## AANGELEVERDE TEKST
____________________

De Commissie zal een alomvattende strategie voorstellen om informatiebarrières uit de weg te ruimen die kmo's en potentiële investeerders verhinderen financiering of investeringsmogelijkheden te vinden. Zij zal dit doen door:

•samenwerking met Europese bankfederaties en bedrijfsverenigingen om de feedback van banken met betrekking tot weigeringen van kmo-kredietaanvragen te structureren;

•samenwerking met het Enterprise Europe Network bij het inventariseren van bestaande lokale of nationale ondersteunende en adviserende diensten in de EU, om beste praktijken te bevorderen met betrekking tot de ondersteuning van kmo's die in aanmerking komen voor alternatieve financieringsbronnen;

•voortbouwend op de werkzaamheden van de ECB en in de lidstaten, onderzoek naar ontwikkeling of ondersteuning van pan-Europese informatiesystemen waarin nationale systemen onderling gekoppeld zijn, om kapitaal behoevende kmo's en kapitaalverstrekkers samen te brengen. Indien nodig zal de Commissie verdere maatregelen nemen.

1.4.Leningverstrekkende fondsen

Grote institutionele beleggers of beleggingsfondsen kunnen investeren in of (soms in partnerschap met banken) rechtstreeks leningen verstrekken aan middelgrote ondernemingen, hetgeen dus een manier is om de kredietbemiddeling verder te diversifiëren en de financieringsmogelijkheden te verruimen. Volgens ramingen waren eind 2014 meer dan 350 transacties gesloten door 36 alternatieve geldschieters in iets meer dan twee jaar tijd. Het volume van transacties verricht door Europese fondsen voor directe kredietverlening is tussen 2013 en 2014 met 43 % gestegen. Er zijn nu 40 fondsen voor directe kredietverlening actief (tegenover 18 in 2012) en 81 nieuwe fondsen zijn op de markt bezig om ongeveer 70 miljard EUR bijeen te brengen 18 . Dit kan in de toekomst een potentieel belangrijke bron van niet-bancaire kredieten vormen.

____________________

## VERZAMELDE GEGEVENS
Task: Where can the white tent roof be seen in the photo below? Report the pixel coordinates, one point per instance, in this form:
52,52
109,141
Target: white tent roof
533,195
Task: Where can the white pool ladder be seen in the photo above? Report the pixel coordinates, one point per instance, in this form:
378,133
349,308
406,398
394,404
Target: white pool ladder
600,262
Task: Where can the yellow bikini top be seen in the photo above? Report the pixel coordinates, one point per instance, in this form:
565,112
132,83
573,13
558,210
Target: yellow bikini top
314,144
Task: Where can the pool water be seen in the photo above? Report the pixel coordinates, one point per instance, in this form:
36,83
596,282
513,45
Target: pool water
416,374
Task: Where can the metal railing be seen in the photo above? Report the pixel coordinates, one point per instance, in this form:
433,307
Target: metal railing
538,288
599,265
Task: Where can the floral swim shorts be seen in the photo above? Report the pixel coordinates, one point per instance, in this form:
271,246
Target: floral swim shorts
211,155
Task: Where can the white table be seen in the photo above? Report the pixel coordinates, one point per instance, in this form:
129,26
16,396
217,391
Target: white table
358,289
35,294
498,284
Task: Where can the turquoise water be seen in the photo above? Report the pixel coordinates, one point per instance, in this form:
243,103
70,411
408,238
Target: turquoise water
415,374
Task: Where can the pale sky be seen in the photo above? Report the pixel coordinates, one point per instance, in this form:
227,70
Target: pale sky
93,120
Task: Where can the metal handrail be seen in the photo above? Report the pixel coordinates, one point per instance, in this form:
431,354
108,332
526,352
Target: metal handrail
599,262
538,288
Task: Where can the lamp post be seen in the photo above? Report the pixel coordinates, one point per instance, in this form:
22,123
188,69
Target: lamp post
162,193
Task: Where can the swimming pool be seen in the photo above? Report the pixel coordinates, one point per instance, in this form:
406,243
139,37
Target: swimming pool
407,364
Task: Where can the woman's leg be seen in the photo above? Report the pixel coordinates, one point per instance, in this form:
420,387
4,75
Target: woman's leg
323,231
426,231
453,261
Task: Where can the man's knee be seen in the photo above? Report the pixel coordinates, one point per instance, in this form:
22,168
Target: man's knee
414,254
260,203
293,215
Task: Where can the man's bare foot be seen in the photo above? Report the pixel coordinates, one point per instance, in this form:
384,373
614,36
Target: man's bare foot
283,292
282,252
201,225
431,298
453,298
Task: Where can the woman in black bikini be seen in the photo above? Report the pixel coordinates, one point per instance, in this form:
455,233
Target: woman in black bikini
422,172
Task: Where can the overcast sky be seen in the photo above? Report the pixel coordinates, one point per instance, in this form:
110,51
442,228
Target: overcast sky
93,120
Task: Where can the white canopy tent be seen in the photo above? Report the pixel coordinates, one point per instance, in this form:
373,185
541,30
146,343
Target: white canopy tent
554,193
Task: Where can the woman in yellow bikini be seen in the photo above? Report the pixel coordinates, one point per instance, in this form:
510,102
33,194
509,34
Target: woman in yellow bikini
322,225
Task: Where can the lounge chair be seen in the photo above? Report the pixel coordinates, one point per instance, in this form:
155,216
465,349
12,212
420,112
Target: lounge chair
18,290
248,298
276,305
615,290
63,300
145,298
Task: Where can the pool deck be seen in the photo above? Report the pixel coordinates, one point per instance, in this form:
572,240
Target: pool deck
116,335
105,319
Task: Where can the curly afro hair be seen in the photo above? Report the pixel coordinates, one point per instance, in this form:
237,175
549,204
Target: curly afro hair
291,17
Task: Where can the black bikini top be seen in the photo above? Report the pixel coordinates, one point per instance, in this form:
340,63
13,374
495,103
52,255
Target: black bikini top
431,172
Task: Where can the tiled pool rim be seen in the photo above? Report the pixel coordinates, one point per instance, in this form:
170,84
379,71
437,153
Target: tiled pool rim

____________________

## OPDRACHT
Hoe gaat de tekst over kmo-financiering en leningverstrekkende fondsen verder? Hervat hem direct na de laatste zin. De items zijn afkomstig uit een andere bron dan de tekst.

## UITWERKING
EuVECA's en ELTIF’s (Europese langetermijninvesteringsfondsen) 19 kunnen in beperkte mate leningen verstrekken. Sommige lidstaten hebben in hun nationale rechtskader ook op maat gemaakte regelingen ingevoerd om te definiëren onder welke voorwaarden alternatieve beleggingsfondsen leningen kunnen verstrekken. Deze situatie leidt ertoe dat grensoverschrijdend opererende fondsen voor hun activiteiten van leningverstrekking aan verschillende voorwaarden moeten voldoen. Een duidelijker omschreven behandeling van leningverstrekkende fondsen in het regelgevend kader kan bevorderlijk zijn voor grensoverschrijdende ontwikkeling en zorgt ervoor dat deze fondsen passend worden gereguleerd uit het oogpunt van bescherming van de belegger en de financiële stabiliteit.

De Commissie zal samenwerken met de lidstaten en de ETA's om de noodzaak van een gecoördineerde aanpak voor kredietverlening door fondsen te evalueren en zij zal onderzoeken of er in de toekomst behoefte is aan een Europees kader.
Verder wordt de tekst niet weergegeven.